— Begin Selected excerpt —

I would need those partisans in order to have that debate, though, so last weekend I picked a fight at Newsbusters and posted a thread at Democratic Underground hoping to bait and guilt-trip them into coming here and at least starting the debate. Then I sat back and watched…

…as absolutely no one from either side showed up.

Yes, it was always far-fetched in retrospect because the strip wasn’t likely to convince much of anyone with its lack of readership, not to mention the inherent silliness of a freakin’ comic strip being so world-changing. In fact part of the plan was to build that readership that would be convinced by bringing in the people that would help make it convincing. I never said it was a flawless plan. Still, I grumbled as I set out to try to use Google and my existing sources to fill out the arguments, perhaps a little bit relieved at not getting chewed out by the partisans for a month or two but otherwise disappointed I couldn’t get them to do my research for me.

— End Selected excerpt —
— Begin Given records —

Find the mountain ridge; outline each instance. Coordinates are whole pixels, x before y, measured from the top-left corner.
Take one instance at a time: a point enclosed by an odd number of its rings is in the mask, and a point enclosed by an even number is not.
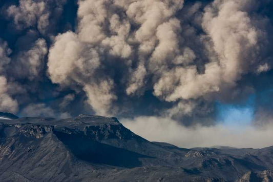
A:
[[[3,181],[232,181],[272,169],[273,147],[182,148],[151,142],[115,117],[0,120]]]

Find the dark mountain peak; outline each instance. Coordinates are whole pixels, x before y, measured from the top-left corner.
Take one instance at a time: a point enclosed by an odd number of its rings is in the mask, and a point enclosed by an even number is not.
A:
[[[10,113],[9,112],[0,112],[0,118],[3,118],[3,119],[7,118],[8,119],[17,119],[19,117],[12,113]]]
[[[250,181],[271,177],[266,170],[273,169],[272,147],[228,149],[187,149],[150,142],[115,117],[2,119],[0,181],[235,181],[242,177]]]

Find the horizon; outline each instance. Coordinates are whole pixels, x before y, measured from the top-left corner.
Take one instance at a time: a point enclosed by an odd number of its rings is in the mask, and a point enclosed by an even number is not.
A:
[[[273,146],[272,1],[4,0],[0,14],[1,111]]]

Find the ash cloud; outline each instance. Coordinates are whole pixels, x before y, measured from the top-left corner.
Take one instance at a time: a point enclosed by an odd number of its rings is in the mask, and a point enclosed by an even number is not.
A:
[[[270,1],[75,2],[3,6],[16,37],[0,34],[7,111],[38,106],[52,117],[155,115],[208,126],[216,102],[243,102],[271,71]]]

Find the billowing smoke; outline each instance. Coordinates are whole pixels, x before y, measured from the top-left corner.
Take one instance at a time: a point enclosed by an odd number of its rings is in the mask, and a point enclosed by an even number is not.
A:
[[[75,2],[4,3],[1,110],[210,125],[217,103],[270,89],[257,84],[271,79],[270,1]]]

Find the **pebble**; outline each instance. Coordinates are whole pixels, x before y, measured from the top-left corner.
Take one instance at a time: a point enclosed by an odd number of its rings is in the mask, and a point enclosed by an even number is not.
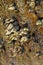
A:
[[[40,21],[40,20],[38,20],[37,22],[36,22],[36,25],[41,25],[42,24],[42,22]]]
[[[10,6],[9,8],[8,8],[8,10],[14,10],[15,8],[14,8],[14,6]]]
[[[6,24],[9,24],[9,23],[13,22],[14,20],[13,20],[12,18],[11,18],[11,19],[8,18],[8,19],[6,19],[5,21],[6,21]]]

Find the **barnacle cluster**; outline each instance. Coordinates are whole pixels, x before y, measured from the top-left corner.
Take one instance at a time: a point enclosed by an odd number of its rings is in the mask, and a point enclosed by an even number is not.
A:
[[[43,65],[43,0],[0,0],[0,65]]]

— End Given records —

In the comic strip excerpt, on which site did the writer post a thread to draw partisans into the debate?

Democratic Underground.